| SELECTION |
So, that's the walkthrough.  This paged design is much more difficult to disassemble, especially since it bops about so much.  A text editor with bookmark and easy highlight-and-search capability makes it easier to follow.  I use Notepad++, but that's Windows, and if you're puissant with vi then you probably can do even greater things.

HTH, but then again maybe I've given you a migraine.

dagnabbit... I gotta work through this...

55AA, when page d is mapped:

0x0d-> A14+

55AA=0101 0101  1010 1010

A15-14 get removed

55AA[addrBus]=01 0101  1010 1010

(what happens to A15-14=01? They select the z80 page mapper, in this case the one configured by port5, which is loaded with 0x0d)

Then 0x0d=0000 1101 -> A14+

00 0011 0101 0101 1010 1010

Yeah, I think I got this right...

And the ROM is at CS0, so A21-20=0 (bits 7-6 in port5) so needn't be considered...

00 0011 0101 0101 1010 1010

0  3  5  5  A  A

Is what's written to the VLSI's external address bus, directly wired to the ROM

Pretty sure that's right... I made note, in numerous such paper calculations, how it seems they chose certain commonly-used pages such that the "math" was easy...

Page D, simply tag "3" to the address. AS Long As it's mapped with port5 (not 6) into the range 0x4000-0x7fff

Since, again, D ends in 01, and, again, 01 selects the port5 page mapper.

(IF they'da chosen C or E, this scheme wouldn't work)

So, in the case where a ROM page number is selected that has its lowest two bits=01, (page 1, 5, 9, D) it's easy to look up the address in the ROM image, it's just the higher two bits shifted right twice, tacked onto the z80 address.

Page 1 -> 0001 >>2=00=0

Page 5 -> 0101 >>2=01=1

9 -> 1001 -> 10=2

D -> 1101 -> 11=3

So, page1 mapped-in, then a jump to address 0x6789 jumps to 0x006789 in the rom image

Page5 mapped-in, then a jump to 0x4567 is 0x014567 in the ROM image

PageD 55AA -> 0x0355AA.

It's not that those two lower bits in D aren't messing with the mapper (they do, which is why this only works with pages 1,5,9,D) it's that they /match/ the upper two bits in 0x55AA (or any address in that mapping range 0x4000-0x7fff)... thus making it easier to "math"...

Really quite clever of them... if I've got this right.

But, then, what about the other pages, say 2?

2=0010, 10 doesn't match the upper two bits of the range 4-7...

Math... can I do it?

Page2 0x4567

Uhh...

Ok...

The upper two bits in 4 are 01, those choose the port5 mapper, it's loaded with 2, 10 replaces the upper two bits of 4...

So, 1000 instead of 0100... so 0x8567 in the ROM image. Ugly math... i think that's why they chose page d for the jump table.

Lemme see if I can do page C... 0x5678

C=1100

3 ...

Then 00 in the upper two bits of 5, 0001 =1

0x31678 I think...

Or page F... 0x4567

F    4

1111, 0100...567

||\\   xx| |    ||||||||

11 11    00...567

||  ||//         |||||||

3 C          567

yeah, that's kinda gnarly, especially considering "the trick" almost makes it seem like this is in page D. Heh!

| AIM A |
Pick out every line of the records that contains the word "each".

| PROVIDED RECORDS |

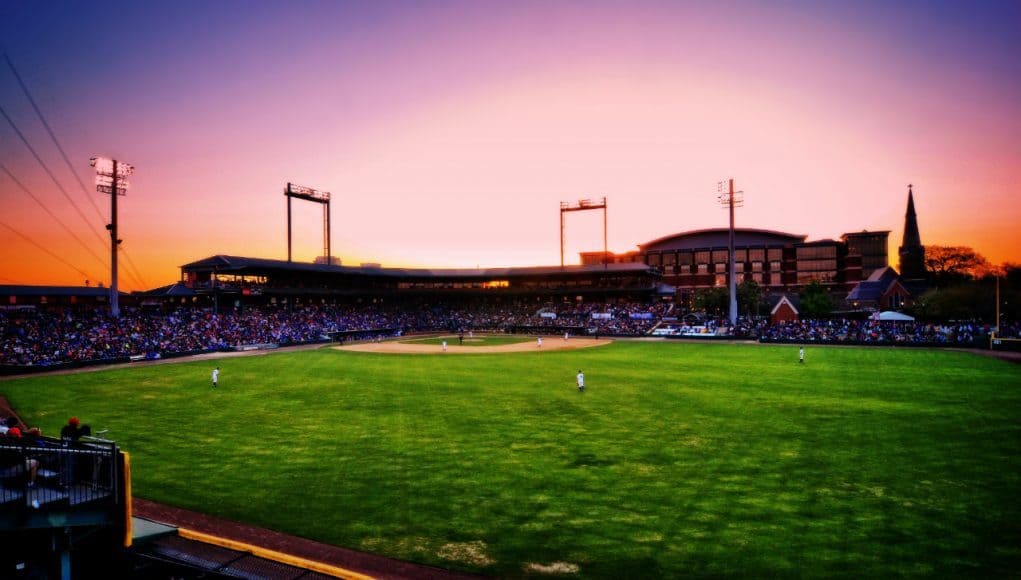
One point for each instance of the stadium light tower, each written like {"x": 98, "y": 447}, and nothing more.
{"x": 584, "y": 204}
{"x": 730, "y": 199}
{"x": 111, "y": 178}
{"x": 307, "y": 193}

==

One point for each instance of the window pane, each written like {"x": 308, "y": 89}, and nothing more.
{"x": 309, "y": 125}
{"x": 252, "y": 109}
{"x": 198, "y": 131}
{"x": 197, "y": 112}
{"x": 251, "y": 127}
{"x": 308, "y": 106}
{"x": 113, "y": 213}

| AIM B |
From the post on ROM page mapping above, return verbatim the passage between "(what happens to" and "got this right...", inclusive.

| EXERCISE OUTPUT A |
One point for each instance of the stadium light tower, each written like {"x": 98, "y": 447}, and nothing more.
One point for each instance of the window pane, each written like {"x": 308, "y": 89}, and nothing more.

| EXERCISE OUTPUT B |
(what happens to A15-14=01? They select the z80 page mapper, in this case the one configured by port5, which is loaded with 0x0d)

Then 0x0d=0000 1101 -> A14+

00 0011 0101 0101 1010 1010

Yeah, I think I got this right...